[Point labeling examples]
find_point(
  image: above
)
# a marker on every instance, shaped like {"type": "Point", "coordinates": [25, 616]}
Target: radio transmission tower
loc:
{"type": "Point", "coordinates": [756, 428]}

__What to do__
Please restate the records in full, word for word.

__Reply__
find_point(
  image: above
)
# a marker on every instance, shaped like {"type": "Point", "coordinates": [25, 616]}
Target: radio transmission tower
loc:
{"type": "Point", "coordinates": [756, 428]}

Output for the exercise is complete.